» **RAW DATA**
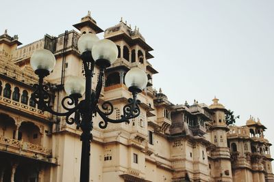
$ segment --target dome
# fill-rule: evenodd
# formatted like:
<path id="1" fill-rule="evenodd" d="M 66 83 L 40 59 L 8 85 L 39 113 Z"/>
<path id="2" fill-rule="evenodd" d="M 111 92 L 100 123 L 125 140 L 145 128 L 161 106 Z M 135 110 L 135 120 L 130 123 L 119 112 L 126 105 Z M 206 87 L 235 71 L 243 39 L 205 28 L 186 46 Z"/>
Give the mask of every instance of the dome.
<path id="1" fill-rule="evenodd" d="M 255 121 L 254 119 L 250 115 L 250 118 L 249 120 L 247 121 L 246 125 L 256 125 L 256 121 Z"/>
<path id="2" fill-rule="evenodd" d="M 160 89 L 159 89 L 159 93 L 157 93 L 157 97 L 158 98 L 164 98 L 164 99 L 167 100 L 166 95 L 162 93 L 161 88 L 160 88 Z"/>

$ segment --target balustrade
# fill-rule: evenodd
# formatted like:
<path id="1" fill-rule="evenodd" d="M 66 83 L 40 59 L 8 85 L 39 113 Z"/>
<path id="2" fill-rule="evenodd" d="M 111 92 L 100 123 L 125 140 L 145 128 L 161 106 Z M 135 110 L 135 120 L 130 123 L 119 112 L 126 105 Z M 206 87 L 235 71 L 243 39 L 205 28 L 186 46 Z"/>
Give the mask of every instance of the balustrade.
<path id="1" fill-rule="evenodd" d="M 18 148 L 18 150 L 38 153 L 45 155 L 51 155 L 51 149 L 43 147 L 38 145 L 35 145 L 23 140 L 18 140 L 13 138 L 0 136 L 0 145 L 5 145 Z"/>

» **EXERCISE TASK**
Turn everything from the line containing "segment --target balustrade" down to the end of the data above into a Markdown table with two columns, Row and Line. Number each line and leave out any blank ones.

» **RESULT OF THIS EXERCISE**
| Row | Line |
|---|---|
| 1 | $ segment --target balustrade |
| 2 | # fill-rule: evenodd |
| 3 | # formatted like: |
| 4 | <path id="1" fill-rule="evenodd" d="M 66 83 L 40 59 L 8 85 L 39 113 Z"/> |
| 5 | <path id="2" fill-rule="evenodd" d="M 111 92 L 100 123 L 125 140 L 145 128 L 161 106 Z M 135 110 L 135 120 L 130 123 L 119 112 L 126 105 Z M 206 87 L 235 71 L 243 39 L 205 28 L 186 46 Z"/> |
| 6 | Give the mask of every instance of the balustrade. |
| 7 | <path id="1" fill-rule="evenodd" d="M 18 148 L 18 150 L 38 153 L 45 155 L 51 155 L 51 149 L 43 147 L 38 145 L 35 145 L 23 140 L 18 140 L 13 138 L 0 136 L 0 145 L 5 145 Z"/> |